• [Instructions for the task]:
Carry on the piece below about cutting Twitter's cloud bill, starting right after its last sentence.

• [Selected extract]:
========

Most client requests are of the form "help us predict and control our spend." Occasionally it's "lower the bill." Almost never is it "lower the bill by X dollars."
That happens as a side-effect of the others; pursuing it as the defined goal is courting disaster.
There are optimizations that are always possible on a given an infrastructure. In Twitter's final report they show a $2 billion a year (ish) "cost of revenue," along with another $1.6 billion a year in "R&D."
Let's ignore that the majority of this is almost certainly people's paychecks and say that they're spending $2 billion a year on infrastructure.
"Cut it in half" is a very different thing at this scale than it is "your personal AWS account."
"A third of your bill is misconfigurations" doesn't scale, because someone notices! It's a variety of interconnected services, along with redundancy for systems, backups, etc. Very quickly you're not cutting fat, but muscle and bone.
It's also spread across Google Cloud, AWS, and on-premise data centers. At this level of public spend, there are multi-year contracts in place guaranteeing certain spend levels; an awful lot of this is amortized over multiple years.
You can save a boatload of money by, for example, deleting the data warehouse.
Yeah, that (probably) doesn't break Twitter's functionality, but suddenly your reporting doesn't exist anymore, along with your insights into what's happening on the platform.
A significant spend source is observability. Turning all of that off will cut a giant portion of your bill--but the next time Twitter goes down there's a decent chance that it never comes back up again.
You absolutely don't need backups until suddenly you very much do.
Further, I've spoken with a number of folks over the years who until recently worked at Twitter.
I'm not sure who needs to hear it, but these people aren't idiots. They're incredibly smart and capable. They weren't doing economically dumb things.
Let me summon the ghost of Parler here as well: they were booted off of AWS for *not having an effective abuse management process.*
Irrevocably break Twitter's content moderation, and the cloud providers will reduce your bill to $0 for you.
When someone tells me they want to cut the @awscloud bill, I always ask what they're trying to achieve.
There are ways to get to where they want to go without breaking the thing or making inane suggestions, generally.
"Cut $1 billion in costs" isn't the destination itself.

========

• [Dataset entries]:
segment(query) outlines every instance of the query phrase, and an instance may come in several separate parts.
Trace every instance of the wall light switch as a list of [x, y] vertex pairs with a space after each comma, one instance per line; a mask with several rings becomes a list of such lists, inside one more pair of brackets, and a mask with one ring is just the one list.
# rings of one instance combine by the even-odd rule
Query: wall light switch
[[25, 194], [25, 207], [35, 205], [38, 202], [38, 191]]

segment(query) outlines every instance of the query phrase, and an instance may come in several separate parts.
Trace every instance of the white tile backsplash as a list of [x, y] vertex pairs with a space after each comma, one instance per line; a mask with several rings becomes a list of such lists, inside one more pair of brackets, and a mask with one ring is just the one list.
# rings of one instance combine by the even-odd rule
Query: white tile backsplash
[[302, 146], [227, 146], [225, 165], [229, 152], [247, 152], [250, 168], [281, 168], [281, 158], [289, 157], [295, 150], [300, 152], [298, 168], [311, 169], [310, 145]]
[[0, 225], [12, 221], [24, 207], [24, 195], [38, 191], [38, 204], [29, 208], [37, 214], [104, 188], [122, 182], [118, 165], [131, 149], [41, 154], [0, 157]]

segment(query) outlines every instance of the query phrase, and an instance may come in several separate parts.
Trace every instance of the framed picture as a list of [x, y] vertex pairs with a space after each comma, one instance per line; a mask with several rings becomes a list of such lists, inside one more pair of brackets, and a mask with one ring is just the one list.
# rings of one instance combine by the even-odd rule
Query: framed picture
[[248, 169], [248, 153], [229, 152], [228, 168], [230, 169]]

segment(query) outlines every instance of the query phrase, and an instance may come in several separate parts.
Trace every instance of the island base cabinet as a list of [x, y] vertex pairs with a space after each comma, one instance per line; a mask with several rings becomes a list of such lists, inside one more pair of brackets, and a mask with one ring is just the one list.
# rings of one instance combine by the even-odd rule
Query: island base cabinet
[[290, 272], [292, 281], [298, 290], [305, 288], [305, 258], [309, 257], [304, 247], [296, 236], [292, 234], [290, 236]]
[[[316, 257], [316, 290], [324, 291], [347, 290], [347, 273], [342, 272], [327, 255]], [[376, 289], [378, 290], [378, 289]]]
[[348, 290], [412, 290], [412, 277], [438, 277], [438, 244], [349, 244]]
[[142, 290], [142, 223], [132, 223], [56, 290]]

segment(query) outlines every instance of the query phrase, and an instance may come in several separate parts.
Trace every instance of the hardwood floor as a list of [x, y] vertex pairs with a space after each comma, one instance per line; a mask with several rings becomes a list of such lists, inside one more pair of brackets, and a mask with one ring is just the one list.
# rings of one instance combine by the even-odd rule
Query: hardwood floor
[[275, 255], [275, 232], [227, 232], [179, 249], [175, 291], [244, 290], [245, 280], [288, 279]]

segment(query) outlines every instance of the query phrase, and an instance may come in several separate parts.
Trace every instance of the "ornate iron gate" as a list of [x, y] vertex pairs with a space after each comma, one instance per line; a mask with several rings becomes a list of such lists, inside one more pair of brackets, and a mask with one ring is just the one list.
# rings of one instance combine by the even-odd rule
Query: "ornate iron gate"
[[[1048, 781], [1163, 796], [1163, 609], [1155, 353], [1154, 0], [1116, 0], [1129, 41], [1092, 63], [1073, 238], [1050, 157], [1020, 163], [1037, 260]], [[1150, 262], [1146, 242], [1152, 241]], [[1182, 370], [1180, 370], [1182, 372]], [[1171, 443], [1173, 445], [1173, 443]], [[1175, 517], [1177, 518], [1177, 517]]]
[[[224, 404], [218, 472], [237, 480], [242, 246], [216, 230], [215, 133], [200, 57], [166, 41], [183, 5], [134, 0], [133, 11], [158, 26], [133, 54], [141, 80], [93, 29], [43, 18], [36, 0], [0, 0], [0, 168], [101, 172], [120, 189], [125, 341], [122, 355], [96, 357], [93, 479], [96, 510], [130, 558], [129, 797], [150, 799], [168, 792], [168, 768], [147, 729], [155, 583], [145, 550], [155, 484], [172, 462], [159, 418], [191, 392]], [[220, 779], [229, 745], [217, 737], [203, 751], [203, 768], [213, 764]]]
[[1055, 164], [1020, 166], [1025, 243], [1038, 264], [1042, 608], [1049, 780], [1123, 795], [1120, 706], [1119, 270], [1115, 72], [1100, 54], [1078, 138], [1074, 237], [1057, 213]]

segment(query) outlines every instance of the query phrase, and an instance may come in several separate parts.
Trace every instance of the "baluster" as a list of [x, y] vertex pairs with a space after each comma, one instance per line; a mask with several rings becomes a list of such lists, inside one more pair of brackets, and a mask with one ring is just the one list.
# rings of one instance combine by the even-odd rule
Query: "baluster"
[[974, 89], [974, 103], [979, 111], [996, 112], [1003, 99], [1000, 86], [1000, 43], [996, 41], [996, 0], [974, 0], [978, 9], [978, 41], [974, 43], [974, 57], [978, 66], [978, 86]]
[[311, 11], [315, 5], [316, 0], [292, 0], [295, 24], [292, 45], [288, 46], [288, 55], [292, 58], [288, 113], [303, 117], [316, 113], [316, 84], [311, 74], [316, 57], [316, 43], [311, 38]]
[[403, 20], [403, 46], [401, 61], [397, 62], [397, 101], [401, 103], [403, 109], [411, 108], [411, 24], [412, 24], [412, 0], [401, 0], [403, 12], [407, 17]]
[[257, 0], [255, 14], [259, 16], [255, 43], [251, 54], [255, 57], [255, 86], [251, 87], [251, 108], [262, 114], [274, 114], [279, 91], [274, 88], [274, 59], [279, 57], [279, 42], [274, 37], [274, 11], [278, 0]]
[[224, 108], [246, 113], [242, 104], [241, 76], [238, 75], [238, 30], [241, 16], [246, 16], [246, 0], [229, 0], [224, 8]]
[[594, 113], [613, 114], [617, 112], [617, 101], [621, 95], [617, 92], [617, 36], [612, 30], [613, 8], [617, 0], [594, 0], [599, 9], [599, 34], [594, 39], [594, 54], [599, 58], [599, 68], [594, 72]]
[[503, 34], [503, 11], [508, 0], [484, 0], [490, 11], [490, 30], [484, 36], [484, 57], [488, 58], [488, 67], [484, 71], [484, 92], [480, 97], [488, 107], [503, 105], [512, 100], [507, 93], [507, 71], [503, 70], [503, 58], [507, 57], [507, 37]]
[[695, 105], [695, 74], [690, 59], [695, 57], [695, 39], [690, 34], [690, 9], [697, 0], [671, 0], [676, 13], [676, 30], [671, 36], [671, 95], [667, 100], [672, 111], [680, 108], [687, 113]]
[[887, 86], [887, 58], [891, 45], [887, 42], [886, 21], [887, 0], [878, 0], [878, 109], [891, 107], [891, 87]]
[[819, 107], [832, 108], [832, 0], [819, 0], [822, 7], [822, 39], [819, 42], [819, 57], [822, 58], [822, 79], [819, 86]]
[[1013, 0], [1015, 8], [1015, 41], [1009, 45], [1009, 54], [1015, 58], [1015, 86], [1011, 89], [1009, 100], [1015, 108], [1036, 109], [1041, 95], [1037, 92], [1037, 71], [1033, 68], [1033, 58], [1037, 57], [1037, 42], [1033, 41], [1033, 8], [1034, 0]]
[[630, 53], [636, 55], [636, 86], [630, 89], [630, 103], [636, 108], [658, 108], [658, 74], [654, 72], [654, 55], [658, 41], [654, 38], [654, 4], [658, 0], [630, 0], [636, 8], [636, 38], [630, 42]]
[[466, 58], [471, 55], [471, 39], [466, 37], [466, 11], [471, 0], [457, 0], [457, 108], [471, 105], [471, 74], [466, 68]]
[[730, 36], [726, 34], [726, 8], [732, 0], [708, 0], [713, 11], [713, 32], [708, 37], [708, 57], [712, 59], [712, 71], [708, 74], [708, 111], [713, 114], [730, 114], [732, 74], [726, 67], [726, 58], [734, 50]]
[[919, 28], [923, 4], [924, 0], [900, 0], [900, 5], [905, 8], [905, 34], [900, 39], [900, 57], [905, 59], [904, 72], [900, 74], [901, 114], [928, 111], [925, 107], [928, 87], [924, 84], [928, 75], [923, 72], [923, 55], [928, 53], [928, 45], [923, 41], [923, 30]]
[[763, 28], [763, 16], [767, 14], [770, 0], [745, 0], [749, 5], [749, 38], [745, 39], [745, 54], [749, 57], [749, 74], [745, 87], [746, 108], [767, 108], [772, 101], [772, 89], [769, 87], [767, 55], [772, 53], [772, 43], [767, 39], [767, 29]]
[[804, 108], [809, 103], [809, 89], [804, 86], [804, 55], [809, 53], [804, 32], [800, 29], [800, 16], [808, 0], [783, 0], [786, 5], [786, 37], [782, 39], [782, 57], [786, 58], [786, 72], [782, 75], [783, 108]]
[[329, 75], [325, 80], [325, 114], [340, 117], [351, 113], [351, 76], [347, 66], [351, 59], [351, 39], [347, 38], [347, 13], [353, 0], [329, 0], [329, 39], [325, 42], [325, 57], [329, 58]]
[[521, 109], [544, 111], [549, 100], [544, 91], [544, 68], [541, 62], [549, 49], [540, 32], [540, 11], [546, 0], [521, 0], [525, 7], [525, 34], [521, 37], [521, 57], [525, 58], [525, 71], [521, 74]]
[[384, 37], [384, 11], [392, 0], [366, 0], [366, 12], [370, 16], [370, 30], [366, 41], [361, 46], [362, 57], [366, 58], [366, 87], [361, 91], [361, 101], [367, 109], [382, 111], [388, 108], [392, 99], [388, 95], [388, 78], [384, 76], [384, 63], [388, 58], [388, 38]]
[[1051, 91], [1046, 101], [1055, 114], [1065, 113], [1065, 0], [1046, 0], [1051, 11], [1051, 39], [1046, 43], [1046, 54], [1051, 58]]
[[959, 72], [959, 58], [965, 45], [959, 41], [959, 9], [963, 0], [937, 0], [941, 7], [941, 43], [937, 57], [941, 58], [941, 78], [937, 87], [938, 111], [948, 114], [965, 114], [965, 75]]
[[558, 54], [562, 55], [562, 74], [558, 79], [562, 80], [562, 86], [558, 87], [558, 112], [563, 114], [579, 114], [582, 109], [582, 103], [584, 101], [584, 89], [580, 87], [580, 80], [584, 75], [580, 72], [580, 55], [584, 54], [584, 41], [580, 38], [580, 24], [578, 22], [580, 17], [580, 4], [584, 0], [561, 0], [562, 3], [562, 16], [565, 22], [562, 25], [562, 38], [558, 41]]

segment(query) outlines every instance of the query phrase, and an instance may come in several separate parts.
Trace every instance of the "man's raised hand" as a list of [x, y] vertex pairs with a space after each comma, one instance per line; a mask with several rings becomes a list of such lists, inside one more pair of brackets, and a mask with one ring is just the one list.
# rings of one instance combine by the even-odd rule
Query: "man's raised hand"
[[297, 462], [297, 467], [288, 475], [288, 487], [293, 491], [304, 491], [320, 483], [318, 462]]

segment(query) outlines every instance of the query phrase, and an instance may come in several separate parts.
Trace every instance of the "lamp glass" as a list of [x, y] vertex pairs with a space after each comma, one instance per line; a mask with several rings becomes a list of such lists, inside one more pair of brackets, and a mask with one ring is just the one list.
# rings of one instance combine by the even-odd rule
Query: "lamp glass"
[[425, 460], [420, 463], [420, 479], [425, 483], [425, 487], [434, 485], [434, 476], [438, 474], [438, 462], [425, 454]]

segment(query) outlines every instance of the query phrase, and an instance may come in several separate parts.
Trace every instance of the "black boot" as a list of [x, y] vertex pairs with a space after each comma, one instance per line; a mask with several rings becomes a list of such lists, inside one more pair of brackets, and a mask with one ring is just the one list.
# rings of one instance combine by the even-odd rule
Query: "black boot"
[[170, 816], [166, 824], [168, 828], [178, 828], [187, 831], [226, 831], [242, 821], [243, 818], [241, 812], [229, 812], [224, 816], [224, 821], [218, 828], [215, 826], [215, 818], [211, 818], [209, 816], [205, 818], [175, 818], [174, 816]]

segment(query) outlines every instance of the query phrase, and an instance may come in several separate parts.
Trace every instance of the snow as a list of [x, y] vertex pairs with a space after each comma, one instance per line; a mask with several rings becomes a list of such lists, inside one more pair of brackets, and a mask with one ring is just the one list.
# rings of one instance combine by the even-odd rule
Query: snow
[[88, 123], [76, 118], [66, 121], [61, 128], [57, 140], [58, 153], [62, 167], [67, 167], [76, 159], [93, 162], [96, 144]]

========

• [Expected answer]:
Twitter has also been around for ~15 years. A lot of infrastructure "cruft" has built up. "Is that important or can it be turned off" is the kind of thing best answered via asking people.
50% of Twitter was let go today, and your oral tradition just walked out the door too.
Cloud cost and cloud architecture are *THE SAME THING*. Finance can't solve this in isolation.
One of the best people I know for this kind of job found themself locked out of Twitter systems late last night.
As a dad, I'm disappointed that someone is not making good choices.
I have no particular insight into Twitter's infrastructure; this is all generalities.
Twitter is absolutely not on my Prospective Client list at The @DuckbillGroup, because we only work in an advisory capacity. I have seen nothing to suggest the new ownership takes advice.
This is exactly my point. As companies evolve they go through optimization passes.
Saving a billion a year without massive re-engineering might (**MIGHT!!!**) be possible if and only if they had done none of this work ever before.
Someone asked privately how I’d do a deeper pass. Okay.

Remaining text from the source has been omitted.